• _Tasks and exercises_
• a. Reproduce the portion of the deployment guide below that begins at the words "API service: 2-3" and ends after the words "PostgreSQL + pgvector (dedicated)".
• b. Extend the deployment guide below, picking up after its final line.

• _Source text_
------------------------------

68 lines (52 loc) · 1.79 KB

Enterprise Deployment Guide

1. Target Topology

Recommended baseline for production:

API service: 2-3 stateless instances
MySQL: managed HA or primary-replica
Redis: sentinel/cluster mode
RabbitMQ: mirrored queues or managed MQ
Vector storage: PostgreSQL + pgvector (dedicated)
Observability: Prometheus + Loki + Tempo + Alertmanager

2. Required Environment Variables

Mandatory:

OPENAI_API_KEY
APP_JWT_SECRET (32+ bytes)
DB_URL
DB_USERNAME
DB_PASSWORD

Strongly recommended:

APP_SECURITY_ENABLED=true
APP_RATE_LIMIT_ENABLED=true
APP_MODEL_ROUTER_ENABLED=true
APP_MODEL_ROUTER_DEFAULT_PROFILE=balanced
APP_VECTOR_STORE_BACKEND=pgvector
APP_REQUIRE_PGVECTOR=true

3. Release Sequence

Build image:
- docker build -t knowledgeops-agent:<tag> .
Apply DB migration (Flyway at startup or pipeline stage).
Deploy canary instance.
Verify:
- /actuator/health
- /actuator/prometheus
- key APIs (/ai/chat, /ai/pdf/chat, /auth/token)

------------------------------

• _Data block_
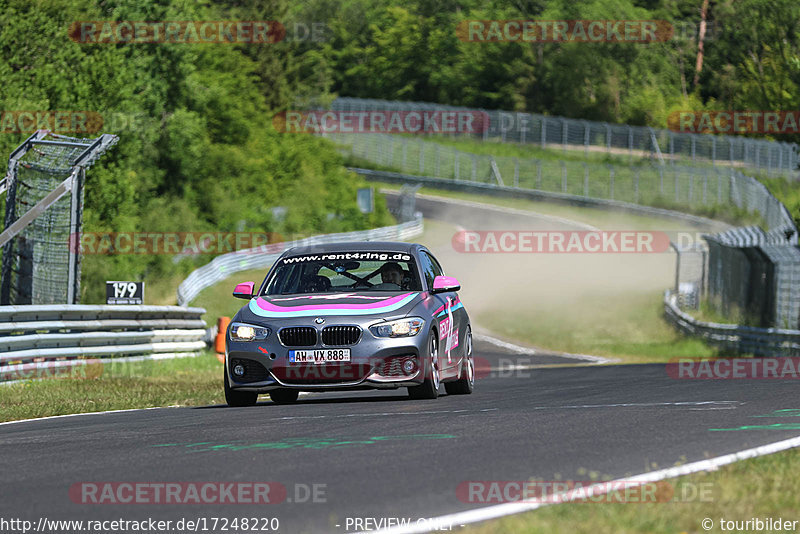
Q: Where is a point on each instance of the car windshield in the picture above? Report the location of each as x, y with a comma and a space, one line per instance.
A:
344, 272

------------------------------

• _Outputs by task_
• a.
API service: 2-3 stateless instances
MySQL: managed HA or primary-replica
Redis: sentinel/cluster mode
RabbitMQ: mirrored queues or managed MQ
Vector storage: PostgreSQL + pgvector (dedicated)

• b.
Shift traffic gradually.
Run post-deploy smoke + regression.

4. Rollback Strategy

Keep previous image tag warm.
Roll back service image first.
For schema changes, ensure backward-compatible migration before release.
If queue backlog spikes, pause ingestion consumers and drain gradually.

5. SLO Suggestions

Chat API availability: >= 99.9%
/ai/chat p95 latency: <= 1500 ms
Ingestion failure ratio (5m): <= 5%
MTTR for critical alerts: <= 30 min

6. Pre-Production Checklist

Secrets loaded from Vault/KMS/Secret Manager
API Key issue/revoke flow verified
JWT refresh flow verified
Ingestion retry + DLQ verified
Dashboard and alert routes verified
Load test baseline recorded
Backup and restore tested (MySQL + vector storage)